Required work: Reproduce the data center networking passage on MLAG and ECMP below word for word, in full.

Source passage:
┌──

This is why MLAG/SMLT/VPC is considered mandatory for production data center access layers. The combination of active-active bandwidth, sub-second failover, and STP elimination makes MLAG the industry standard for server connectivity. All three platform candidates (OVE, Azure Local, Swisscom ESC) assume an MLAG pair at the top-of-rack layer in their reference architectures.

4. ECMP (Equal-Cost Multi-Path)

What It Is and Why It Exists

ECMP is a routing mechanism that distributes traffic across multiple next-hops when those next-hops have equal routing cost. In a spine-leaf data center fabric, every leaf switch has the same cost to reach every other leaf switch via any spine switch. ECMP exploits this symmetry to distribute traffic across all spine switches simultaneously, providing full bisection bandwidth without any single bottleneck link.

Unlike LACP (which operates at Layer 2 and aggregates physical links into a single logical link), ECMP operates at Layer 3 (routing) and distributes traffic across multiple independent routed paths. This is a fundamental distinction: LACP requires both ends to negotiate and agree on the LAG; ECMP requires only that the routing table contains multiple equal-cost routes to the destination.

└──

Data provided:
┌──

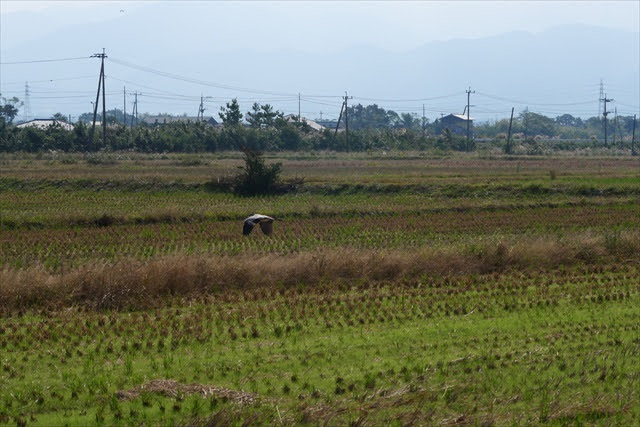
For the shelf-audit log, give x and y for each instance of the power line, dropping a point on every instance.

└──

Answer to the exercise:
This is why MLAG/SMLT/VPC is considered mandatory for production data center access layers. The combination of active-active bandwidth, sub-second failover, and STP elimination makes MLAG the industry standard for server connectivity. All three platform candidates (OVE, Azure Local, Swisscom ESC) assume an MLAG pair at the top-of-rack layer in their reference architectures.

4. ECMP (Equal-Cost Multi-Path)

What It Is and Why It Exists

ECMP is a routing mechanism that distributes traffic across multiple next-hops when those next-hops have equal routing cost. In a spine-leaf data center fabric, every leaf switch has the same cost to reach every other leaf switch via any spine switch. ECMP exploits this symmetry to distribute traffic across all spine switches simultaneously, providing full bisection bandwidth without any single bottleneck link.

Unlike LACP (which operates at Layer 2 and aggregates physical links into a single logical link), ECMP operates at Layer 3 (routing) and distributes traffic across multiple independent routed paths. This is a fundamental distinction: LACP requires both ends to negotiate and agree on the LAG; ECMP requires only that the routing table contains multiple equal-cost routes to the destination.